▶ To be done: Render every line of the items below as a JSON list of strings, one string per line, leaving out any blank lines.

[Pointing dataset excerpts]
* START *

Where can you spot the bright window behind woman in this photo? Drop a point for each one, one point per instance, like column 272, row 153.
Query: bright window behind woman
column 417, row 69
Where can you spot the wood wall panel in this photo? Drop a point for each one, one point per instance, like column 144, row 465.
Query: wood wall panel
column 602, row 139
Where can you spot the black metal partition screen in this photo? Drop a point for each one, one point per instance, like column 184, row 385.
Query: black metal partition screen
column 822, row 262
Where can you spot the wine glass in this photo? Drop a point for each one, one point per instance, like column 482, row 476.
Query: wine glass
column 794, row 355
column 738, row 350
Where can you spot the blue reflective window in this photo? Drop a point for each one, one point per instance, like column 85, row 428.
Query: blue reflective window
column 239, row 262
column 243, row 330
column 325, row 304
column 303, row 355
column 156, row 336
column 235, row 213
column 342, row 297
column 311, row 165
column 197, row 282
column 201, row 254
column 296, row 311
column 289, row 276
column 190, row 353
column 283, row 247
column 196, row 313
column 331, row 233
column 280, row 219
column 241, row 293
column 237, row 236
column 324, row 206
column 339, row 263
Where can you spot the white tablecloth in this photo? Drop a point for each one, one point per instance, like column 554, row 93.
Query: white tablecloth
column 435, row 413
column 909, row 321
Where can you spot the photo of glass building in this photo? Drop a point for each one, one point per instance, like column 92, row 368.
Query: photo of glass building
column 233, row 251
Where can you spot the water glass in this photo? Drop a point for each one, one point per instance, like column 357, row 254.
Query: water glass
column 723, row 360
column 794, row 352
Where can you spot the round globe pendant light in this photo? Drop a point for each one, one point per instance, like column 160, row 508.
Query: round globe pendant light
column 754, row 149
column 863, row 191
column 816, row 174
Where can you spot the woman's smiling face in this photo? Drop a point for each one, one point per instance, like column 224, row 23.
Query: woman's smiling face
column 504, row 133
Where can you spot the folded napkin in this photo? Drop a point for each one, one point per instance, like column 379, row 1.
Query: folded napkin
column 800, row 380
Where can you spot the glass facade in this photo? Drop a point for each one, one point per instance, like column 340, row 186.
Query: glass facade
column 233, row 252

* END *

▶ Exercise solution:
[
  "Where can you spot the bright window behind woman in this photo? Drop a point for each one, one point per instance, like column 272, row 153.",
  "Query: bright window behind woman",
  "column 417, row 69",
  "Where can you spot the wood wall panel in this photo? Drop a point for each one, one point per instance, like column 144, row 465.",
  "Query: wood wall panel",
  "column 602, row 139",
  "Where can you spot the black metal partition screen in this photo? Drop a point for each one, one point per instance, like column 184, row 385.",
  "Query: black metal partition screen",
  "column 822, row 262",
  "Where can you spot the wine glass in this photo? Drop a point for each one, one point per instance, like column 482, row 476.",
  "Query: wine glass",
  "column 794, row 355",
  "column 738, row 350",
  "Where can you spot the blue reflective window in this photo? Drop a point for each one, one point per instance, like column 85, row 428.",
  "Query: blue reflective window",
  "column 239, row 262",
  "column 243, row 330",
  "column 325, row 304",
  "column 303, row 355",
  "column 156, row 336",
  "column 235, row 213",
  "column 342, row 297",
  "column 311, row 165",
  "column 197, row 282",
  "column 201, row 254",
  "column 296, row 311",
  "column 289, row 276",
  "column 190, row 353",
  "column 283, row 247",
  "column 196, row 313",
  "column 331, row 233",
  "column 280, row 219",
  "column 241, row 293",
  "column 237, row 236",
  "column 324, row 206",
  "column 339, row 263",
  "Where can you spot the white tablecloth in this photo? Drop a point for each one, one point per instance, like column 554, row 93.",
  "Query: white tablecloth",
  "column 435, row 413",
  "column 909, row 321",
  "Where can you spot the photo of glass building in this photo? Drop a point for each one, one point per instance, like column 92, row 368.",
  "Query: photo of glass building",
  "column 233, row 251",
  "Where can you spot the water glass in this photo? Drop a point for each one, one point per instance, like column 357, row 254.",
  "Query: water glass",
  "column 723, row 360",
  "column 794, row 352",
  "Where can you spot the round globe pendant light in this photo? Drop a point for each one, one point per instance, like column 160, row 508.",
  "Query: round globe pendant light",
  "column 754, row 149",
  "column 863, row 191",
  "column 816, row 174",
  "Where can you spot the woman's smiling face in this photo? Drop a point for each one, one point per instance, like column 224, row 23.",
  "Query: woman's smiling face",
  "column 504, row 133",
  "Where can you spot the folded napkin in this photo? Drop a point for each one, one point per instance, like column 379, row 1.",
  "Query: folded napkin",
  "column 800, row 380",
  "Where can you spot the glass facade in this photo? Drop a point for each one, one point per instance, like column 340, row 186.",
  "Query: glass facade",
  "column 233, row 252"
]